[Dataset entries]
────────────────
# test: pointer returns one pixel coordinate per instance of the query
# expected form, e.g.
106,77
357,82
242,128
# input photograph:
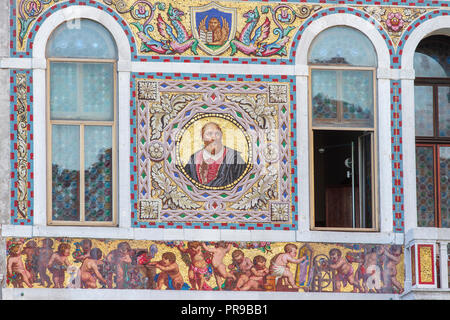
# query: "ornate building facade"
────────────────
### Activity
Your job is to transcribe the entries above exactly; skip the pictures.

### Reply to the task
# test: pointer returns one pixel coordinate per instance of the query
# expected form, e.g.
106,77
357,82
242,128
# input photograph:
# query: "ornate building facade"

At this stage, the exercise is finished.